=== WHAT THE TASK REQUIRES ===
Reproduce every line of the data below without any change.
--
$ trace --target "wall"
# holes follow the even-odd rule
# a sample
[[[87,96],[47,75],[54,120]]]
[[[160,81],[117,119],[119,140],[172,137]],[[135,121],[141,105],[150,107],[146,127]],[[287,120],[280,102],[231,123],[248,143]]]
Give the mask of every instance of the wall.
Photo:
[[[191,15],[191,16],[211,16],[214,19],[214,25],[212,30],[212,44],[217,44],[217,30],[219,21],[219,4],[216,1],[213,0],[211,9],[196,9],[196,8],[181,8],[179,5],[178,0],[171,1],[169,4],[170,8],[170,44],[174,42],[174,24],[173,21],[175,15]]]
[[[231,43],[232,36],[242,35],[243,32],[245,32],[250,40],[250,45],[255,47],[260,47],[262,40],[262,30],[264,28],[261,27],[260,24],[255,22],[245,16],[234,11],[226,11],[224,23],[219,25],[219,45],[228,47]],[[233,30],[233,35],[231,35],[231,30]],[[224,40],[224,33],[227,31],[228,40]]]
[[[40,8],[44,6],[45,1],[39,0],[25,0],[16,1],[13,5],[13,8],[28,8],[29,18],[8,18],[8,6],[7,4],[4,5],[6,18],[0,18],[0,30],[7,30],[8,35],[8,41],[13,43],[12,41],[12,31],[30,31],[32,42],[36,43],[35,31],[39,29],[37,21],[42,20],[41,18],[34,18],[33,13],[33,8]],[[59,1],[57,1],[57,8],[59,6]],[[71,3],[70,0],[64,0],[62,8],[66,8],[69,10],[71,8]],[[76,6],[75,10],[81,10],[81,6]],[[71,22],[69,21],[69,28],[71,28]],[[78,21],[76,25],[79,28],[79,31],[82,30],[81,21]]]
--
=== FINAL ANSWER ===
$ trace --target "wall"
# holes follow the even-odd rule
# a sample
[[[87,96],[47,75],[54,120]]]
[[[160,81],[117,119],[119,140],[172,137]],[[135,121],[141,105],[150,107],[146,127]],[[287,120],[280,102],[231,123],[248,143]]]
Give the mask of every instance of the wall.
Photo:
[[[191,15],[191,16],[211,16],[214,19],[214,25],[212,30],[212,44],[217,44],[217,30],[219,21],[219,4],[216,1],[213,0],[211,9],[196,9],[196,8],[181,8],[179,5],[178,0],[171,1],[169,4],[170,8],[170,44],[174,42],[174,24],[173,21],[175,15]]]
[[[231,43],[232,36],[242,35],[243,32],[245,32],[250,40],[250,45],[255,47],[260,47],[262,40],[262,30],[264,28],[261,27],[260,24],[255,22],[245,16],[234,11],[226,11],[224,23],[219,25],[219,45],[228,47]],[[233,30],[233,35],[231,35],[231,30]],[[224,40],[224,33],[227,31],[228,40]]]
[[[40,8],[44,6],[45,1],[39,0],[25,0],[16,1],[13,5],[13,8],[28,8],[29,18],[8,18],[8,6],[7,4],[4,5],[6,18],[0,18],[0,30],[7,30],[8,35],[8,41],[13,43],[12,41],[12,31],[30,31],[32,42],[36,43],[35,31],[39,29],[37,21],[42,20],[41,18],[34,18],[33,13],[33,8]],[[59,1],[57,1],[57,8],[59,6]],[[71,3],[70,0],[64,0],[62,8],[66,8],[69,10],[71,8]],[[76,6],[75,10],[81,10],[81,6]],[[71,22],[69,21],[69,28],[71,28]],[[78,21],[76,25],[79,28],[79,31],[82,30],[81,21]]]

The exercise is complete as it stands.